> **To do**
Give back every record that follows, exactly as written.

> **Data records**

┄┄┄┄┄┄

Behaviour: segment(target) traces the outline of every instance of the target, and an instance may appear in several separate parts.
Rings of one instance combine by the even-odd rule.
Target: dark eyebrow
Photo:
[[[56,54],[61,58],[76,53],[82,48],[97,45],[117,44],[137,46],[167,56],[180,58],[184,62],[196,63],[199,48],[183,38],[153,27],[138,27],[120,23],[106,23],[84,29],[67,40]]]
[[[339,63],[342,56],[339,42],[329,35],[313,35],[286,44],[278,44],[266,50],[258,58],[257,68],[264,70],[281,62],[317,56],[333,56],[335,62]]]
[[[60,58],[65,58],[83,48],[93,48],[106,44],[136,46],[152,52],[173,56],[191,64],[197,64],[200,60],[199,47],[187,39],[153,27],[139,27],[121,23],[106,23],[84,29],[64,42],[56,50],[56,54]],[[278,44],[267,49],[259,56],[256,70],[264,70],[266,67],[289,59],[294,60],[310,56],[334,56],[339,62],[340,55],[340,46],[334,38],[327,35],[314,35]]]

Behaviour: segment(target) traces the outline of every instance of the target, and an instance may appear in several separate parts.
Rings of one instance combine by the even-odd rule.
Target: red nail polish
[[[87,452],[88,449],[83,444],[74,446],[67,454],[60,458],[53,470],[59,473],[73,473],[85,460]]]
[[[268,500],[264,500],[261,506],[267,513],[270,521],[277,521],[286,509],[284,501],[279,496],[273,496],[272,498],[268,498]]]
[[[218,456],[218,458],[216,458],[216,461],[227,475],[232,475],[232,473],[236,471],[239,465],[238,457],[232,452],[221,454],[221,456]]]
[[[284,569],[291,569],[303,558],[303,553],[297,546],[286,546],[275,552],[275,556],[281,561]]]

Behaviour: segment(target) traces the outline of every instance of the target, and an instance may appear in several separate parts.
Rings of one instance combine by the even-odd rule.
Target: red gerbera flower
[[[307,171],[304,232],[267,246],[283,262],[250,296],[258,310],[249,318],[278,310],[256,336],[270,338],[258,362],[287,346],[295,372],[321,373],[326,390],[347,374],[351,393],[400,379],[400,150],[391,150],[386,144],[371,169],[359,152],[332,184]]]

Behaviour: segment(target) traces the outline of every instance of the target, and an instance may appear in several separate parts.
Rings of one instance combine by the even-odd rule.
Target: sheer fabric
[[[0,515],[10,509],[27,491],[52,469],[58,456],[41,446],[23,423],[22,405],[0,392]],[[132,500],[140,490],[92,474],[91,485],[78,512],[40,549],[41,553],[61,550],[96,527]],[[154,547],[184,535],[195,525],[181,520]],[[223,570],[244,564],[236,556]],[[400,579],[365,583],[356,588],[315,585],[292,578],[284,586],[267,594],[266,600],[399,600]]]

┄┄┄┄┄┄

> **Exercise response**
Behaviour: segment(target) traces the outline of every instance of the target, and an instance may appear in several separate parts.
Rings of one instance combine by the even-odd rule.
Target: dark eyebrow
Photo:
[[[56,54],[61,58],[76,53],[82,48],[97,45],[117,44],[137,46],[167,56],[180,58],[184,62],[196,63],[199,48],[183,38],[153,27],[138,27],[120,23],[106,23],[84,29],[67,40]]]
[[[339,63],[342,56],[339,42],[329,35],[313,35],[286,44],[278,44],[266,50],[258,58],[257,68],[264,70],[281,62],[317,56],[333,56],[335,62]]]
[[[60,58],[65,58],[83,48],[93,48],[106,44],[136,46],[152,52],[173,56],[191,64],[197,64],[200,60],[199,47],[187,39],[153,27],[139,27],[121,23],[106,23],[84,29],[64,42],[56,50],[56,54]],[[278,44],[267,49],[259,56],[256,70],[264,70],[266,67],[289,59],[294,60],[310,56],[334,56],[339,62],[340,55],[340,46],[334,38],[327,35],[314,35]]]

Behaviour: segment(target) traces the outline of every instance of the target, and an instance may appear in several separate parts.
Rings of one instance combine by the even-odd rule.
Target: red nail polish
[[[87,452],[88,449],[83,444],[74,446],[67,454],[60,458],[53,470],[59,473],[73,473],[85,460]]]
[[[268,500],[264,500],[261,506],[267,513],[270,521],[277,521],[286,509],[284,501],[279,496],[273,496],[272,498],[268,498]]]
[[[218,456],[218,458],[216,458],[216,461],[227,475],[232,475],[232,473],[236,471],[239,465],[238,457],[232,452],[221,454],[221,456]]]
[[[284,569],[291,569],[303,558],[303,553],[297,546],[286,546],[275,552],[275,556],[281,561]]]

Behaviour: segment(target) traces the outline of every instance of the target, and an instance may appear in several separate parts.
Rings of one instance combine by the even-odd rule.
Target: red gerbera flower
[[[307,171],[304,232],[267,246],[283,262],[250,296],[258,310],[249,318],[278,310],[256,336],[270,338],[258,362],[287,346],[295,372],[321,373],[326,390],[347,374],[351,393],[400,379],[400,150],[391,150],[386,144],[371,169],[359,152],[332,184]]]

Behaviour: segment(target) traces the outline of every instance of the target, and an instance may appear in several separate parts.
Rings of one instance combine by the even-odd rule.
Target: sheer fabric
[[[0,515],[10,509],[27,491],[52,469],[58,456],[41,446],[23,423],[22,405],[0,392]],[[132,500],[140,490],[92,474],[91,485],[78,512],[40,549],[41,553],[61,550],[96,527]],[[154,547],[184,535],[195,525],[181,520]],[[223,570],[244,564],[236,556]],[[400,579],[365,583],[356,588],[315,585],[292,578],[284,586],[267,594],[266,600],[399,600]]]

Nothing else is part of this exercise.